Entries from a dataset:
*-*-*

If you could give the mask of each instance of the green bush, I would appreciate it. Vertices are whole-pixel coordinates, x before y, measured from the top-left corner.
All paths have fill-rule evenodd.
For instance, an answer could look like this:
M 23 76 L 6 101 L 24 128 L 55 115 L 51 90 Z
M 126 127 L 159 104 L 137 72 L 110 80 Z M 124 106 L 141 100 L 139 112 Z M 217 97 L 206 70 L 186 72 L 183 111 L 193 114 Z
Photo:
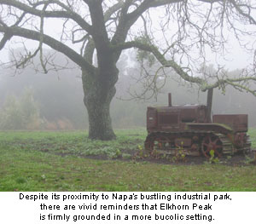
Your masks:
M 1 129 L 34 129 L 40 126 L 39 106 L 31 89 L 19 98 L 9 95 L 0 110 Z

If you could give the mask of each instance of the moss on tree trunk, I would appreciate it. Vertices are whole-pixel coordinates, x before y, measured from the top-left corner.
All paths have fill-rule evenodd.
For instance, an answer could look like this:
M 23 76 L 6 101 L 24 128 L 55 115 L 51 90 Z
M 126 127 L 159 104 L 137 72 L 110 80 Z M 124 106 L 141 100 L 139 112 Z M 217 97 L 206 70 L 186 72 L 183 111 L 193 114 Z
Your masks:
M 108 68 L 108 73 L 111 72 Z M 110 118 L 110 103 L 115 95 L 118 70 L 112 75 L 96 70 L 94 74 L 83 71 L 84 102 L 89 116 L 89 138 L 108 141 L 115 139 Z

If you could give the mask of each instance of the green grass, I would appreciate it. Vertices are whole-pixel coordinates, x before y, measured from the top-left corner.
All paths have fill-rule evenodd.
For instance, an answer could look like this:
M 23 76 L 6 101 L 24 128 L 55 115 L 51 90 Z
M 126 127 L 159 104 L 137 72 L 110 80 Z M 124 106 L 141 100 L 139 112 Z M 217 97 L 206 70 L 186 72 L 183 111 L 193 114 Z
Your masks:
M 256 166 L 159 164 L 127 157 L 143 129 L 91 141 L 84 131 L 0 132 L 0 191 L 256 191 Z M 256 130 L 250 130 L 253 146 Z M 103 155 L 105 160 L 84 158 Z

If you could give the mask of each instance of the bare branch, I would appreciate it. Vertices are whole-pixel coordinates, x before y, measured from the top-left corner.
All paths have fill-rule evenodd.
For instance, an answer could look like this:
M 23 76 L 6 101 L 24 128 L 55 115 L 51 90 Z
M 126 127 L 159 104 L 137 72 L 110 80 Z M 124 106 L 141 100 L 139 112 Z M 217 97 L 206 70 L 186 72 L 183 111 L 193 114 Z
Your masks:
M 12 36 L 19 36 L 21 37 L 26 37 L 27 39 L 40 41 L 41 34 L 38 32 L 31 31 L 28 29 L 21 28 L 21 27 L 8 27 L 8 32 Z M 6 32 L 6 28 L 0 26 L 0 32 Z M 78 64 L 80 67 L 86 69 L 88 71 L 94 70 L 94 66 L 90 65 L 81 55 L 76 53 L 73 49 L 67 47 L 64 43 L 55 40 L 55 38 L 44 34 L 44 43 L 49 45 L 52 49 L 61 52 L 66 56 L 67 56 L 70 60 Z

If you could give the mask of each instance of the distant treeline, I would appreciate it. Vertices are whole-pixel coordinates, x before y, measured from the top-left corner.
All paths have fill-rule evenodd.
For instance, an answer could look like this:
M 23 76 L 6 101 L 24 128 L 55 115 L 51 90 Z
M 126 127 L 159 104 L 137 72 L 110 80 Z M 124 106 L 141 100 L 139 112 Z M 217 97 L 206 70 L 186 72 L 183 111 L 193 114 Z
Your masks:
M 63 60 L 58 56 L 58 60 Z M 205 104 L 207 94 L 185 86 L 174 78 L 167 78 L 156 99 L 147 101 L 125 101 L 130 91 L 143 91 L 137 82 L 140 72 L 136 57 L 124 55 L 119 62 L 119 79 L 117 94 L 111 104 L 114 128 L 145 127 L 148 106 L 167 105 L 167 93 L 173 104 Z M 234 75 L 239 72 L 230 72 Z M 119 100 L 119 98 L 123 100 Z M 256 126 L 256 97 L 228 88 L 225 95 L 214 89 L 212 113 L 248 113 L 249 125 Z M 87 129 L 86 109 L 83 103 L 80 70 L 73 68 L 35 73 L 32 67 L 20 74 L 3 70 L 0 76 L 1 129 Z

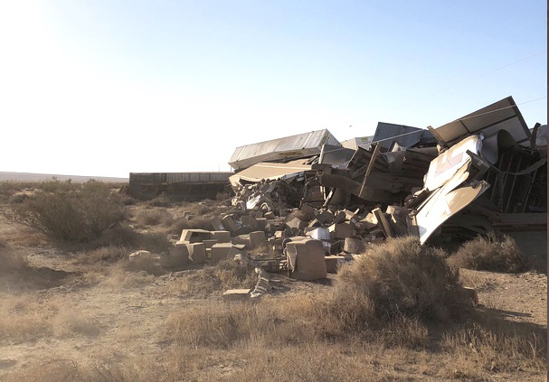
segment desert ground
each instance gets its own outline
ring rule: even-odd
[[[166,271],[128,261],[137,249],[166,250],[163,238],[183,228],[207,226],[231,210],[222,200],[123,197],[126,230],[90,244],[14,219],[14,205],[33,193],[32,184],[5,188],[0,200],[0,380],[545,380],[540,269],[460,269],[479,303],[447,319],[364,323],[359,296],[334,294],[338,274],[317,282],[270,274],[259,302],[229,304],[222,292],[252,286],[253,267]]]

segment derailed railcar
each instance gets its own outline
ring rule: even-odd
[[[178,199],[195,201],[215,199],[230,190],[229,177],[233,172],[130,172],[132,196],[150,199],[166,193]]]

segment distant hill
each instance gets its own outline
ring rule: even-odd
[[[67,181],[69,179],[75,182],[84,182],[90,179],[96,181],[109,182],[127,182],[128,178],[111,178],[109,176],[81,176],[81,175],[59,175],[55,173],[33,173],[33,172],[0,172],[0,181],[25,181],[25,182],[42,182],[49,181],[52,177],[56,177],[60,181]]]

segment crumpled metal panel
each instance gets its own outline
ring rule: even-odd
[[[486,136],[506,130],[516,142],[529,143],[530,130],[512,97],[507,97],[449,124],[431,130],[443,145],[451,146],[471,134]]]
[[[424,187],[431,191],[442,186],[465,163],[470,162],[468,151],[478,154],[481,149],[482,140],[478,135],[469,136],[451,146],[431,162]]]
[[[413,226],[421,244],[425,243],[432,233],[446,220],[472,203],[490,185],[485,182],[459,187],[469,176],[471,158],[454,172],[442,187],[432,192],[427,200],[417,209],[413,217]]]
[[[298,160],[288,163],[257,163],[231,176],[229,182],[232,186],[237,186],[241,180],[257,182],[262,179],[277,180],[298,176],[304,172],[311,170],[311,165],[303,164],[303,160]]]

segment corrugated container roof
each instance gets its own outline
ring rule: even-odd
[[[347,139],[346,141],[342,141],[341,145],[345,148],[350,148],[353,150],[356,150],[357,147],[367,148],[370,146],[372,140],[374,139],[374,135],[370,136],[355,136],[355,138]]]
[[[417,131],[417,134],[413,134],[412,132],[414,131]],[[393,137],[395,138],[388,139]],[[378,122],[375,134],[374,135],[374,142],[381,141],[381,146],[386,150],[391,148],[393,142],[396,142],[399,145],[403,147],[410,147],[423,138],[434,139],[434,136],[426,129],[407,126],[405,125],[389,124],[386,122]]]
[[[211,182],[228,182],[234,172],[130,172],[130,182],[166,182],[168,183],[194,183]]]
[[[323,144],[341,146],[328,130],[317,130],[237,147],[229,164],[239,170],[260,162],[311,156],[320,154]]]

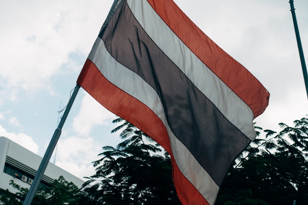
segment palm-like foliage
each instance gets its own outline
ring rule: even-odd
[[[270,204],[308,204],[308,119],[294,123],[280,123],[281,132],[265,130],[265,139],[253,142],[229,170],[218,199],[250,189]]]
[[[180,204],[172,178],[170,159],[156,154],[161,148],[131,124],[122,122],[114,133],[122,130],[124,140],[115,147],[107,146],[93,162],[96,174],[83,185],[86,204]],[[86,187],[88,185],[93,185]]]

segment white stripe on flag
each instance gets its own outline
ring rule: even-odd
[[[182,42],[147,2],[127,2],[135,18],[157,46],[228,120],[249,139],[254,139],[254,116],[249,107]]]
[[[169,136],[172,153],[180,170],[208,202],[213,204],[219,187],[172,132],[168,125],[160,99],[155,90],[139,75],[116,61],[107,50],[103,41],[99,37],[88,58],[108,81],[140,101],[159,117]],[[111,67],[112,69],[108,69]]]

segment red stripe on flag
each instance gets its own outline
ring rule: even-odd
[[[189,49],[249,106],[255,118],[264,112],[270,93],[249,71],[211,40],[173,1],[148,1]]]
[[[168,152],[171,159],[173,182],[183,204],[209,204],[179,169],[166,128],[152,110],[108,81],[88,59],[77,82],[104,107],[143,131]]]

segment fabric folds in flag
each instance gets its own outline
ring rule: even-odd
[[[170,154],[183,204],[213,204],[269,93],[171,0],[115,2],[77,81]]]

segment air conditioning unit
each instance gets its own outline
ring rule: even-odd
[[[28,180],[28,177],[26,177],[26,176],[22,175],[21,177],[21,180],[24,182],[26,182],[27,180]]]

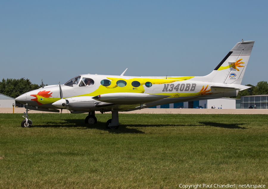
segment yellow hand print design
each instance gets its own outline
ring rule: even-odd
[[[240,64],[244,64],[245,63],[244,62],[239,62],[240,61],[243,60],[243,59],[241,58],[241,59],[239,59],[239,60],[237,60],[235,62],[234,62],[233,63],[231,63],[231,64],[230,65],[228,65],[227,66],[221,66],[219,68],[219,69],[218,69],[218,70],[222,70],[223,69],[228,69],[228,68],[230,68],[232,67],[234,69],[235,69],[236,70],[237,70],[238,71],[239,71],[239,70],[237,68],[237,67],[244,67],[244,66],[241,66]]]

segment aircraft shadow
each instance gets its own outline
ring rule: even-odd
[[[231,123],[226,124],[221,123],[217,123],[213,122],[200,122],[200,123],[204,124],[208,126],[215,127],[221,127],[229,129],[245,129],[247,128],[244,127],[241,127],[239,125],[242,125],[244,123]]]
[[[105,125],[106,122],[98,121],[96,124],[90,125],[85,123],[84,120],[77,119],[69,119],[64,120],[65,123],[64,124],[56,123],[53,121],[48,121],[46,122],[45,124],[35,125],[32,126],[33,127],[43,127],[48,128],[49,127],[74,128],[75,129],[96,129],[99,130],[107,131],[110,132],[115,133],[144,133],[140,131],[134,127],[129,127],[129,125],[120,125],[119,128],[118,129],[110,129],[106,128]],[[141,126],[135,125],[135,127],[140,126]]]

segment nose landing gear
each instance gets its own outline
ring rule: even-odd
[[[21,127],[31,127],[32,124],[32,120],[29,119],[28,117],[28,109],[27,108],[27,105],[26,105],[26,113],[24,112],[24,115],[22,116],[23,117],[24,117],[25,119],[22,122],[21,124]]]

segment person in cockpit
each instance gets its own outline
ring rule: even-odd
[[[87,86],[92,86],[94,84],[94,82],[90,78],[85,79],[85,83]]]

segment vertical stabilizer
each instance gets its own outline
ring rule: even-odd
[[[237,43],[203,81],[241,84],[254,41]]]

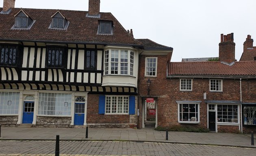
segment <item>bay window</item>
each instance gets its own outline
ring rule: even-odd
[[[126,50],[109,50],[104,54],[106,75],[133,76],[134,52]]]

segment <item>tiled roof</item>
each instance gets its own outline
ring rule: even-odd
[[[169,77],[256,78],[256,61],[235,62],[231,65],[221,62],[171,62],[169,65]]]
[[[209,60],[209,58],[215,58],[216,57],[182,58],[181,61],[182,62],[204,62],[208,61],[208,60]]]
[[[149,39],[137,39],[137,40],[142,42],[144,45],[144,48],[145,49],[166,49],[166,50],[172,50],[171,47],[167,47],[160,44],[158,44]]]
[[[0,14],[0,39],[99,43],[141,46],[110,13],[100,13],[100,18],[86,17],[88,11],[59,10],[69,22],[67,29],[49,29],[51,16],[56,9],[22,9],[35,22],[29,30],[14,30],[14,15],[20,8],[12,9],[8,14]],[[2,8],[0,8],[0,11]],[[113,35],[97,35],[99,20],[113,22]]]

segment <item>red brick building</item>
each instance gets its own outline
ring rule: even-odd
[[[168,63],[167,54],[154,56],[161,60],[161,69],[150,78],[149,95],[143,63],[150,56],[140,56],[138,103],[143,114],[145,99],[156,99],[156,126],[190,125],[217,132],[256,130],[256,62],[235,61],[233,34],[222,34],[221,39],[219,61]]]

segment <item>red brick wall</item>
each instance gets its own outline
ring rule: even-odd
[[[15,0],[4,0],[3,11],[7,11],[10,8],[14,8]]]
[[[87,103],[87,124],[128,124],[129,115],[99,114],[98,95],[88,94]]]
[[[237,133],[239,132],[238,126],[218,125],[218,132]]]

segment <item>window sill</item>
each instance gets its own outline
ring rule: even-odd
[[[219,92],[222,92],[222,91],[210,91],[210,92],[211,92],[211,93],[214,93],[214,92],[219,93]]]
[[[178,121],[178,122],[180,124],[199,124],[200,121]]]

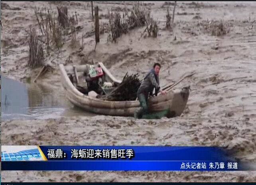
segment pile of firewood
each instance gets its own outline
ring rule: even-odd
[[[141,81],[138,78],[138,74],[125,75],[122,82],[107,96],[109,101],[132,101],[136,100],[137,92]]]

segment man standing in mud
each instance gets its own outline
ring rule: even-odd
[[[153,91],[155,88],[155,94],[156,96],[159,91],[163,94],[166,92],[161,89],[159,86],[159,77],[158,75],[161,65],[159,63],[154,64],[153,69],[151,69],[144,78],[137,92],[137,96],[140,101],[140,108],[135,111],[134,117],[140,118],[142,115],[148,114],[148,95],[153,96]]]

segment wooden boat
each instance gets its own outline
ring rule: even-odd
[[[121,82],[117,80],[101,63],[98,65],[102,67],[106,81],[119,84]],[[140,107],[138,100],[126,101],[110,101],[104,100],[85,95],[76,88],[71,83],[68,74],[76,76],[82,76],[87,70],[89,65],[77,67],[63,65],[59,65],[61,80],[69,100],[75,106],[87,111],[95,113],[113,116],[133,116],[134,111]],[[165,88],[166,89],[166,88]],[[161,112],[168,118],[179,116],[185,108],[189,96],[189,89],[183,88],[180,90],[167,91],[165,95],[160,94],[150,98],[148,100],[150,112]]]

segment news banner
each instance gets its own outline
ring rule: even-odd
[[[221,147],[2,146],[2,170],[247,171]]]

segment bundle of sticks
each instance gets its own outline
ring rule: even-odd
[[[132,101],[136,100],[137,91],[141,83],[138,73],[130,75],[126,73],[123,80],[108,96],[109,101]]]

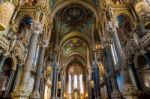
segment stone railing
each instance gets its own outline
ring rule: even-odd
[[[150,33],[146,33],[140,40],[140,44],[143,48],[150,44]]]
[[[3,48],[5,51],[9,50],[10,42],[7,40],[5,35],[0,34],[0,47]]]
[[[64,1],[72,1],[72,0],[51,0],[51,2],[50,2],[51,8],[56,7],[58,4],[60,4]],[[84,2],[90,3],[93,6],[97,6],[99,4],[98,0],[79,0],[79,1],[84,1]]]

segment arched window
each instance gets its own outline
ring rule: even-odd
[[[117,52],[116,52],[114,43],[111,44],[111,53],[112,53],[114,65],[116,65],[118,63],[118,56],[117,56]]]
[[[117,16],[118,21],[118,36],[120,38],[121,44],[124,44],[128,41],[129,38],[132,37],[131,33],[131,20],[126,15]]]
[[[150,6],[150,0],[147,0],[147,3],[149,4],[149,6]]]

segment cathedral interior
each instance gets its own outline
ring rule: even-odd
[[[150,0],[0,0],[0,99],[150,99]]]

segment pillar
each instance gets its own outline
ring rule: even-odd
[[[65,76],[62,75],[61,77],[61,99],[64,99],[64,93],[65,93]]]
[[[24,65],[24,70],[21,78],[21,82],[19,84],[19,87],[13,94],[13,99],[27,99],[29,97],[29,89],[27,88],[27,82],[28,78],[30,77],[30,71],[32,69],[33,61],[34,61],[34,56],[37,48],[37,41],[38,41],[38,36],[40,33],[42,33],[42,25],[34,21],[31,25],[31,42],[29,45],[29,51],[27,55],[27,59]]]
[[[145,29],[150,29],[150,6],[146,0],[139,0],[135,4],[135,11]]]
[[[42,71],[43,71],[43,63],[44,63],[44,55],[45,55],[45,48],[47,44],[41,44],[40,47],[40,53],[39,53],[39,59],[38,59],[38,65],[37,65],[37,71],[35,75],[35,81],[32,93],[30,95],[30,99],[41,99],[39,88],[40,88],[40,81],[42,78]]]
[[[53,72],[53,83],[52,83],[52,99],[55,99],[57,94],[57,78],[58,78],[58,67],[54,67]]]
[[[106,38],[105,40],[107,40],[108,38]],[[118,84],[117,84],[117,77],[115,74],[115,69],[114,69],[114,64],[113,64],[113,59],[112,59],[112,53],[111,53],[111,41],[107,41],[108,44],[105,44],[105,57],[106,57],[106,70],[109,70],[109,77],[111,80],[111,84],[112,84],[112,93],[111,93],[111,97],[112,99],[122,99],[122,94],[118,88]]]
[[[123,49],[121,47],[120,44],[120,40],[117,34],[117,30],[116,30],[116,26],[115,26],[115,22],[110,22],[109,23],[110,28],[109,28],[109,32],[112,33],[113,35],[113,39],[114,39],[114,44],[116,46],[116,49],[118,51],[118,55],[120,58],[120,65],[122,66],[122,70],[121,73],[124,76],[124,92],[123,92],[123,97],[126,99],[137,99],[137,94],[136,91],[134,90],[134,87],[132,85],[131,79],[130,79],[130,75],[129,75],[129,68],[128,68],[128,64],[127,64],[127,59],[125,57],[125,54],[123,52]]]

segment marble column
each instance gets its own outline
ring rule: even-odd
[[[57,78],[58,78],[58,67],[55,67],[54,68],[54,72],[53,72],[53,84],[52,84],[52,87],[53,87],[53,90],[52,90],[52,99],[55,99],[57,94]]]
[[[14,79],[13,79],[13,85],[11,88],[11,92],[13,92],[17,86],[18,86],[18,82],[19,82],[19,76],[20,76],[20,72],[22,71],[23,68],[23,64],[20,64],[17,66],[17,70],[15,71],[15,75],[14,75]]]
[[[61,77],[61,99],[64,99],[64,93],[65,93],[65,77],[62,75]]]
[[[125,57],[125,53],[123,52],[123,49],[121,47],[120,44],[120,40],[117,34],[117,29],[115,26],[115,22],[110,22],[110,32],[113,35],[113,39],[114,39],[114,44],[116,45],[116,49],[118,51],[118,55],[120,58],[120,65],[122,66],[122,70],[121,73],[124,76],[124,92],[123,92],[123,97],[126,99],[137,99],[137,94],[136,91],[134,90],[134,87],[132,85],[131,79],[130,79],[130,75],[129,75],[129,68],[128,68],[128,64],[127,64],[127,59]]]
[[[4,97],[9,96],[9,94],[10,94],[10,89],[11,89],[11,86],[12,86],[12,83],[13,83],[14,74],[15,74],[15,70],[12,70],[11,73],[10,73],[10,77],[9,77],[9,80],[8,80],[8,84],[7,84],[7,87],[6,87]]]
[[[13,94],[13,99],[27,99],[29,97],[29,88],[27,87],[27,82],[30,77],[30,71],[32,69],[34,56],[37,48],[37,41],[38,36],[40,33],[42,33],[42,25],[37,22],[33,21],[31,25],[31,32],[33,33],[30,38],[30,45],[29,45],[29,51],[27,55],[27,59],[24,65],[24,70],[21,78],[21,82],[19,84],[19,87]]]
[[[6,59],[7,59],[7,57],[4,55],[0,58],[0,72],[2,72],[2,67],[3,67]]]
[[[117,77],[115,74],[115,69],[114,69],[114,64],[113,64],[113,59],[112,59],[112,55],[111,55],[111,47],[109,44],[107,44],[105,46],[105,54],[106,54],[106,62],[107,62],[107,68],[109,69],[109,76],[111,79],[111,84],[112,84],[112,93],[111,93],[111,97],[112,99],[122,99],[122,94],[118,88],[118,84],[117,84]]]
[[[40,81],[43,76],[43,63],[44,63],[44,55],[45,55],[45,48],[47,44],[42,44],[40,47],[40,52],[39,52],[39,60],[37,64],[37,71],[35,75],[35,81],[34,81],[34,86],[32,93],[30,95],[30,99],[41,99],[40,92],[39,92],[39,87],[40,87]]]

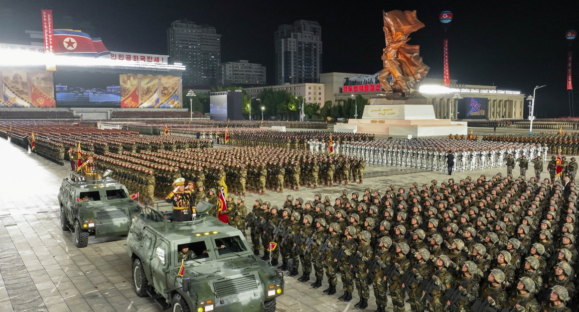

*-*-*

▶ _Task brief_
In the lines from the one with "of the distant" to the one with "M 63 60 L 58", switch "treeline" to "forest edge" and leave everything else unchanged. Return only those lines.

▶ _The answer_
If you could give the mask of each instance of the distant forest edge, I would appreciate it. Vertices are whole-pixel coordinates, x before y, measured from the top-left corner.
All paths have fill-rule evenodd.
For instance, an answer could look like this:
M 23 76 L 6 101 L 24 128 L 55 115 L 51 90 Z
M 126 127 L 159 104 L 137 72 L 110 80 Z M 124 106 L 141 100 L 139 112 Z M 217 97 L 206 70 L 186 72 L 183 111 L 193 114 Z
Your masks:
M 63 60 L 58 56 L 58 60 Z M 205 104 L 207 94 L 185 86 L 174 78 L 167 78 L 156 99 L 147 101 L 125 101 L 130 91 L 143 91 L 137 82 L 140 72 L 136 57 L 124 55 L 119 62 L 119 79 L 117 94 L 111 104 L 114 128 L 145 127 L 148 106 L 167 105 L 167 93 L 173 104 Z M 234 75 L 239 72 L 230 72 Z M 119 100 L 119 98 L 123 100 Z M 256 126 L 256 97 L 228 88 L 225 95 L 214 89 L 212 113 L 248 113 L 249 125 Z M 87 129 L 86 109 L 83 103 L 80 70 L 73 68 L 35 73 L 32 67 L 20 74 L 3 70 L 0 76 L 1 129 Z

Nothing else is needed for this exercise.